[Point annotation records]
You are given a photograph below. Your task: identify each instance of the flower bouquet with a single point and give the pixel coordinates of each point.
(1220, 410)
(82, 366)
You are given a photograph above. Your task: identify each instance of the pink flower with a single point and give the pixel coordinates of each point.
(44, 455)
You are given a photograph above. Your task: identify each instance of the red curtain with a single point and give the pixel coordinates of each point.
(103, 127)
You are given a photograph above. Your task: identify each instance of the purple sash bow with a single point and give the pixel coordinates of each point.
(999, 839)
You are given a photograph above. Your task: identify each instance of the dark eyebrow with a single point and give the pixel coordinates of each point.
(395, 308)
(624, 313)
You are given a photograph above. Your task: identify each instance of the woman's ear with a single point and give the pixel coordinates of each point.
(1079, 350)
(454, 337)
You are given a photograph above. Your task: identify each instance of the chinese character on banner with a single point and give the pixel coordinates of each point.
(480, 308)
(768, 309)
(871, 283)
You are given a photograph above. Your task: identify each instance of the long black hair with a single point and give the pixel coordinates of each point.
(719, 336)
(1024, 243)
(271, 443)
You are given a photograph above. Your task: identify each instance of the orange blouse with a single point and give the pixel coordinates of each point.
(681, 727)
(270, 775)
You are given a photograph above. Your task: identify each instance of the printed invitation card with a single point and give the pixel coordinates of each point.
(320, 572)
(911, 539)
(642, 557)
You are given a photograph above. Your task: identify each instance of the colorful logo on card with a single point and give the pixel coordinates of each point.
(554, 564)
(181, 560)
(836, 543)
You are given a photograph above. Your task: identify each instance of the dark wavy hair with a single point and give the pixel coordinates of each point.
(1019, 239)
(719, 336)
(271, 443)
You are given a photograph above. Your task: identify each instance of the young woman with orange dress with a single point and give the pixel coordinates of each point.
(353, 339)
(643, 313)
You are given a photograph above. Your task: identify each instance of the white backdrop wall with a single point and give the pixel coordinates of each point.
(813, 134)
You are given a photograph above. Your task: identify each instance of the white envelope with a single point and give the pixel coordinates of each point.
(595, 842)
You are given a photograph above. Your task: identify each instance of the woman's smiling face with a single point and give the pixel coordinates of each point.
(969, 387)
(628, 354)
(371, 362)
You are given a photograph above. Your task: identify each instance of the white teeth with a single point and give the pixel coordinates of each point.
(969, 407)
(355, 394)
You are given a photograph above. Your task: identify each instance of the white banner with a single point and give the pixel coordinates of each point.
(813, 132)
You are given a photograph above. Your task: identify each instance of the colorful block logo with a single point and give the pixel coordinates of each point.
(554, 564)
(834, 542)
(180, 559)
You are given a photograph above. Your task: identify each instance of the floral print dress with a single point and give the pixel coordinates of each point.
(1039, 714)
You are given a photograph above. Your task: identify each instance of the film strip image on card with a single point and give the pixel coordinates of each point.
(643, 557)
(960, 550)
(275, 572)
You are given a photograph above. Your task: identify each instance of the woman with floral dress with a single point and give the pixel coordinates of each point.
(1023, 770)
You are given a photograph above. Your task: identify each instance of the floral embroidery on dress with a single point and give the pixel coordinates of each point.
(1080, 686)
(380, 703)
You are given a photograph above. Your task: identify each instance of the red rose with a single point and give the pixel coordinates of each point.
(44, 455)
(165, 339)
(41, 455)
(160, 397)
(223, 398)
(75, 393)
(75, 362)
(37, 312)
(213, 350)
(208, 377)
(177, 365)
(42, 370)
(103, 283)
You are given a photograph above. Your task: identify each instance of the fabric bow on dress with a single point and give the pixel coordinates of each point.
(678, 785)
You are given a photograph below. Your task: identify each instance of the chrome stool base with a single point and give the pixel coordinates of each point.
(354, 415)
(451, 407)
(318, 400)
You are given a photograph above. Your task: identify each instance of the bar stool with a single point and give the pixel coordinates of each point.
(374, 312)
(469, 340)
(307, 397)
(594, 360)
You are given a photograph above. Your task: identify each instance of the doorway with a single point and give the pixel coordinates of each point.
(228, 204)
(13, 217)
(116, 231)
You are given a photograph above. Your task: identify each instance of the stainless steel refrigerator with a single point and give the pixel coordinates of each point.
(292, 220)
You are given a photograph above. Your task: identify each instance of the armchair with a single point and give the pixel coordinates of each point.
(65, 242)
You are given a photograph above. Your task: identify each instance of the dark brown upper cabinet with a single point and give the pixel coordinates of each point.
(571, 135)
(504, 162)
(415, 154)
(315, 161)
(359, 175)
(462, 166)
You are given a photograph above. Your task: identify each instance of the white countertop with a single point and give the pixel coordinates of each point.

__WHAT YOU WILL DO__. Write the whole listing out again. Keep every line exactly as it is.

__SOLUTION TO THIS EXERCISE__.
You are given a photograph below. Your task: identify each instance of the flower bouquet with a single point and give the pixel coordinates of each point.
(1220, 410)
(82, 366)
You are given a photograph above. Your task: identify each instance of the pink flower with a single point and give the pixel coordinates of each point.
(44, 455)
You are given a photograph above. Your task: identify each instance of the red curtain with a single point and give the pixel coordinates of each point.
(103, 127)
You are given a photograph above. Your task: identify each instance of the purple sash bow with a single point and give the pixel coordinates of each point.
(999, 839)
You are given a photograph above. Your task: identify each instance of the dark eyebrow with a single point and give the pixel coordinates of each point.
(395, 308)
(624, 313)
You are given a photograph above. Your task: identify each instance of the woman's ear with a single point and give the pixel coordinates of each point.
(1079, 350)
(454, 337)
You are given a photograph above. Your task: identify each instance of the chinese character on banner with a single point and give the pixel coordinates of each point.
(480, 308)
(768, 309)
(871, 283)
You are given a photograph above. Your task: identify each instance of the long black hair with a single point and give the pixel coordinates of each point.
(719, 336)
(1024, 243)
(271, 443)
You are given a photograph above. Your task: identify each instance of the orange blouse with a single point and give the pixel coordinates of each point.
(681, 727)
(270, 775)
You are given a photograph above. Your task: identify each instance of the printed invitation card with a single point and give the pixel coordinates of each point.
(320, 572)
(911, 539)
(642, 557)
You are given a photograph above. Your task: identify each instance of the colorful logo on card with a single point and give the pixel coordinates of each point.
(554, 564)
(181, 560)
(836, 543)
You are given a photograph above. Your task: identify each instance of the dark wavy hair with a single point and give the pixel coordinates of each point.
(1019, 239)
(719, 336)
(271, 443)
You are given a photograph above. Your task: identify each instance of the young woman with orange dress with a single point and give the pixel coordinates of each point.
(353, 339)
(643, 313)
You are given a photograph above. Your task: identify each instance of the white backdrop wall with a single point and give the pixel coordinates of each point.
(813, 134)
You are given a photograph above. Your task: identify each instance of the white envelope with a single point and give the pixel coordinates of each point.
(595, 842)
You are given a photograph above. Your task: identify each instance of the woman's smiling face with a single point and give the pixel coordinates of each point.
(969, 387)
(628, 354)
(371, 362)
You are given a photograph above. Your task: identify each instance of the white teeth with a single point and give the pixel coordinates of each point.
(969, 407)
(355, 394)
You are given a photograph above. Your task: identify each instance of the white banner with a single point and give the pixel coordinates of each point.
(813, 132)
You are given a photograph above. Your task: identify each instance of the colorful block logo with a single point and give the pixel coordinates of each point.
(554, 564)
(834, 542)
(180, 559)
You are given a photograph above. Your task: identify each instance of the floral print dress with a single point and give the pixel coordinates of each point.
(1039, 714)
You are given a photograph above. Your task: identify each instance of the film strip image on card with a single point and give the pixel coordinates of each point.
(643, 557)
(960, 550)
(275, 572)
You are given a photograph above. Your task: identify each instance of the woman with floral dress with a single point and give the pixel coordinates of each point.
(1023, 770)
You are given a photograph above. Your task: identify each instance of the floral embroidery on dress with a single point and give the pixel coordinates of each point.
(1080, 686)
(380, 703)
You are given a photograph above. Your task: identify each instance of the red rose with a single point and give the pixel coordinates of each point.
(44, 455)
(165, 339)
(41, 455)
(160, 397)
(223, 398)
(75, 393)
(75, 362)
(37, 312)
(213, 350)
(208, 377)
(177, 365)
(42, 370)
(103, 283)
You are given a photograph above. Your task: identify each instance of the fabric bow on dress with a single point and give the pixel coordinates of each point.
(678, 785)
You are given a photograph below. Your task: identify each instance of the chrome stool base with a single point and give the pixel coordinates of each point.
(354, 415)
(451, 407)
(318, 400)
You are given a photograph above. Your task: identify each instance of the bar stool with a single point and give the pixel coordinates of each point.
(374, 312)
(469, 340)
(307, 397)
(594, 360)
You are given a photograph above. Your task: identify each instance of the doorway with a single point and give the pixel coordinates of each point.
(228, 204)
(13, 217)
(116, 231)
You are given a photograph above. Your task: identify each instance of the stainless steel refrigerator with a single point and give the pixel coordinates of each point.
(292, 220)
You are given a photograph above. Your task: identify each instance of the armchair with a single point and give the pixel coordinates of each point.
(65, 242)
You are given a photograph above. Your task: identify each instance of the dark brown upper cabinet with a single point and give the pixel coordinates of each point.
(571, 135)
(504, 162)
(415, 154)
(315, 161)
(359, 175)
(462, 166)
You are given a photograph above. Your task: identify each instance of the white countertop with a single point and give the pixel coordinates of each point.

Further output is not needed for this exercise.